*LISTED ENTRIES*
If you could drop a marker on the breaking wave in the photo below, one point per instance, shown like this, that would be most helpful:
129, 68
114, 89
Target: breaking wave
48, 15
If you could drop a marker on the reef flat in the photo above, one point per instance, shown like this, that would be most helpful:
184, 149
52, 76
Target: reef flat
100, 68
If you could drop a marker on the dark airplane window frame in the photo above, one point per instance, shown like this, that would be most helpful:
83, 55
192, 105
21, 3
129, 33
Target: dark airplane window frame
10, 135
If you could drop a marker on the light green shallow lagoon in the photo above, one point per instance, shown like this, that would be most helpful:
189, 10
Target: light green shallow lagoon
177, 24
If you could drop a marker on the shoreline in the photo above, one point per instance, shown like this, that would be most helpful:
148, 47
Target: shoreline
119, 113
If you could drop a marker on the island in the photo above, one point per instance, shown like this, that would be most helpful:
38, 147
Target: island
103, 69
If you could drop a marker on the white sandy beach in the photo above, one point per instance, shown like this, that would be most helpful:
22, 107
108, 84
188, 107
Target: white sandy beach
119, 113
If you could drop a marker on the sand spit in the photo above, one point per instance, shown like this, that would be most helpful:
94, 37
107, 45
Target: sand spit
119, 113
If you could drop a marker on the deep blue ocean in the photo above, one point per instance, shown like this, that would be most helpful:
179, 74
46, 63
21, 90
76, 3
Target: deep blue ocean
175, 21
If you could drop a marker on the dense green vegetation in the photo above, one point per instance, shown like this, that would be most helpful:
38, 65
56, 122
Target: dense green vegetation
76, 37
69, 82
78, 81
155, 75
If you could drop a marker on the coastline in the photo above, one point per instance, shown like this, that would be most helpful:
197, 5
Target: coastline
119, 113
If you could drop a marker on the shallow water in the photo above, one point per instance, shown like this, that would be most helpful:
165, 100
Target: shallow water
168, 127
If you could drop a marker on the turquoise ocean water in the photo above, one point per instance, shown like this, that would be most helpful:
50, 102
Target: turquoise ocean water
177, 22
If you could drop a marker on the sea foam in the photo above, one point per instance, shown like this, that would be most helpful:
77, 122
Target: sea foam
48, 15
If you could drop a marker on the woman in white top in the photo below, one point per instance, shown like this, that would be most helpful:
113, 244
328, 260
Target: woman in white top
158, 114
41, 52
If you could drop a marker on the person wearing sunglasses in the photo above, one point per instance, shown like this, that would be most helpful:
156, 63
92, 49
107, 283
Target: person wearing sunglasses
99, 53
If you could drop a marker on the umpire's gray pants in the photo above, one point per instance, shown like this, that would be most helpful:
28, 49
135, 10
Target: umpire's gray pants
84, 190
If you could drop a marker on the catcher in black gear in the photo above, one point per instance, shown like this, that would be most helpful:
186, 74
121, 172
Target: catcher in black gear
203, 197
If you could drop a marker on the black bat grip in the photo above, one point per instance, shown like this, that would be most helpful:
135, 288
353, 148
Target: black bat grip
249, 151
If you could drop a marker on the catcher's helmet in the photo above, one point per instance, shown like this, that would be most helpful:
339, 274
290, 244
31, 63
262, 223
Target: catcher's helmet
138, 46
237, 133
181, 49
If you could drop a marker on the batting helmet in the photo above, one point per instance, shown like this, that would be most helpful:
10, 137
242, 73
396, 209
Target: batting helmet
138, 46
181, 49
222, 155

*REQUIRED WORK*
Rewrite all of the lines above, swapping "drop a marker" for "place a pin" wherever it occurs and changing nothing else.

*FINISHED EXERCISE*
If you could place a pin on the breaking wave in the photo below, one point per instance, shown like this, that would be most helpful:
129, 68
114, 89
Target: breaking wave
48, 15
If you could place a pin on the reef flat in the photo above, one point per instance, shown like this, that would be most helpful:
184, 149
52, 76
Target: reef flat
100, 68
If you could place a pin on the dark airplane window frame in the photo above, one point per instance, shown like this, that would be most helpful:
83, 55
192, 105
21, 3
129, 33
Target: dark airplane window frame
10, 135
If you could place a pin on the light green shallow lagoon in the photo above, one point per instance, shown like this, that would be most helpful:
189, 10
Target: light green shallow lagoon
177, 24
If you could place a pin on the shoreline in the photo above, one point per instance, shown like this, that would be most helpful:
148, 47
Target: shoreline
119, 113
If you could place a pin on the island in the photo above, one point per instance, shown like this, that would be most helpful:
38, 147
Target: island
103, 69
If you could place a pin on the white sandy beach in the photo above, one point per instance, shown like this, that would be most helpful:
22, 107
108, 84
188, 107
Target: white sandy beach
119, 113
If you could place a pin on the sand spit in the photo above, one point per instance, shown like this, that would be most helpful:
94, 37
107, 45
Target: sand spit
119, 113
If you could place a pin on the deep blue ocean in the photo above, one point per instance, shown like this, that would be most helpful:
179, 74
46, 63
21, 90
76, 3
Target: deep blue ocean
175, 21
If you could place a pin on the dense green vegetation in the photo above, one point per instance, shown like this, that would be most helpful:
38, 65
56, 122
Target: dense green vegetation
76, 37
69, 82
78, 81
155, 75
If you could place a pin on the coastline in the photo above, one point per instance, shown like this, that would be most helpful:
197, 5
Target: coastline
119, 113
If you could place a pin on the shallow water in the photo above, one point per instance, shown like this, that would be most helpful:
165, 100
Target: shallow water
168, 127
If you could place a pin on the turquoise ocean water in the photo above, one point per instance, shown like this, that would be most helpful:
50, 102
Target: turquoise ocean water
177, 22
If you could place a pin on the sea foam in the photo above, one point per instance, shown like this, that would be most helpful:
77, 122
Target: sea foam
48, 15
If you could place a pin on the woman in white top in the photo below, one point per instance, shown like this, that would be most helpful:
113, 244
328, 260
Target: woman in white top
158, 114
41, 52
If you could place a pin on the person wearing sunglasses in the photo above, one point per instance, shown like this, that would be most helpful:
156, 63
92, 49
107, 283
Target: person wearing sunglasses
99, 53
If you could place a pin on the umpire's gray pants in the photo above, one point per instance, shown like this, that would be most helpful:
28, 49
135, 10
Target: umpire's gray pants
84, 190
If you could place a pin on the catcher in black gear in the photo above, one point per instance, shown like this, that would be most helpful:
186, 74
121, 172
Target: catcher in black gear
203, 197
If you could place a pin on the black bat grip in the photo above, one point per instance, shown like this, that would be most helpful:
135, 288
353, 148
Target: black bat grip
249, 151
If you could place a pin on the catcher's helmet in the photo above, one point per instance, shown like this, that would be most helpful:
339, 274
290, 244
31, 63
262, 223
Target: catcher's helmet
138, 46
237, 133
181, 49
If you could place a pin on the batting helmet in the photo above, one point per instance, shown like this, that would be most helpful:
10, 137
242, 73
396, 209
Target: batting helmet
138, 46
181, 49
222, 155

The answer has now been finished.